The Jenna Robinson Scholarship Foundation was born to help dancers pursue the arts in college, because there are often not scholarships available for dancers.
In a little more than a year and a half, Hild has been able to award scholarships to dancers who decided to make dance their career.
One of the girls, Nyah Duckworth, was Jenna’s best friend and duo partner. She is studying at University of the Arts in Philadelphia, which has one of the best dance programs in the world.
“Jenna was so proud that Nyah applied and was going there,” Hild said. Giving her the first scholarship was a “full-circle” moment for the Robinson family.
“The arts have to support each other because they’re not getting much support from anywhere else.”
The Ballerina Ball
The Robinson sisters have grown the scholarship fund into Jenna Robinson Charities so they can provide funds to raise awareness for epilepsy research in Mississippi.
The Ballerina Ball, presented by the Bannister Foundation, Inc., will raise funds for Jenna Robinson Charities.
The gala will celebrate the lives of Gulf Coast artist Pati Bannister, as well as Jenna Robinson, and their dedication to the arts, the foundation said. Dancers from Island School will also perform.
The event starts at 7 p.m. Dec. 2 at Climb CDC and will include live entertainment for Blackwater Brass and a silent auction featuring works from Bannister’s private collection. Tickets can be purchased at bannisterfoundation.org.
“I think it will be a good time for a good cause,” Michelle Robinson said. “It’s a great date night for parents and perfect for Christmas shopping.”
Robinson said she hopes young people will come and check out Bannister’s classic works that usually feature young women or children.
“Her art is so different from what is popular now,” Michelle Robinson said. “Yes, she painted the girl. But the true art, to me, is what’s behind the girl ... they’re really something beautiful to look at.”

PROBLEM TO WORK ON: Write out the passage about the Jenna Robinson scholarship and the Ballerina Ball, word for word, from "One of the girls, Nyah" to "Jenna Robinson Charities.", inclusive.

THE DATA:
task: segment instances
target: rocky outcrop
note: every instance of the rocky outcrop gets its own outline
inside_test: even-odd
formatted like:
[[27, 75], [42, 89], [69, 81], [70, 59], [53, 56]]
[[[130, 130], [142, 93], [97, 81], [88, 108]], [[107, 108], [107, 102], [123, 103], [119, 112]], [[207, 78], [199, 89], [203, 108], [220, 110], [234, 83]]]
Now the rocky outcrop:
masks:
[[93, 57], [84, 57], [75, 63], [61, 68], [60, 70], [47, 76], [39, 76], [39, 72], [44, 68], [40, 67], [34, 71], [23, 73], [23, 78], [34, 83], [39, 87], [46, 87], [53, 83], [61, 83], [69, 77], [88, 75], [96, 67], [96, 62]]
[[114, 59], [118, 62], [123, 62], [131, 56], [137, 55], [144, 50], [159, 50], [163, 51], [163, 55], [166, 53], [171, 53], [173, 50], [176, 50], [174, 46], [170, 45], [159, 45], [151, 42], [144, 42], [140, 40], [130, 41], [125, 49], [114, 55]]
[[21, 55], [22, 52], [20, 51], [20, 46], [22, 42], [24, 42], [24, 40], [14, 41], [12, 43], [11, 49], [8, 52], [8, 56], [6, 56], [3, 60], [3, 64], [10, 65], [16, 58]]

ANSWER FOR THIS EXERCISE:
One of the girls, Nyah Duckworth, was Jenna’s best friend and duo partner. She is studying at University of the Arts in Philadelphia, which has one of the best dance programs in the world.
“Jenna was so proud that Nyah applied and was going there,” Hild said. Giving her the first scholarship was a “full-circle” moment for the Robinson family.
“The arts have to support each other because they’re not getting much support from anywhere else.”
The Ballerina Ball
The Robinson sisters have grown the scholarship fund into Jenna Robinson Charities so they can provide funds to raise awareness for epilepsy research in Mississippi.
The Ballerina Ball, presented by the Bannister Foundation, Inc., will raise funds for Jenna Robinson Charities.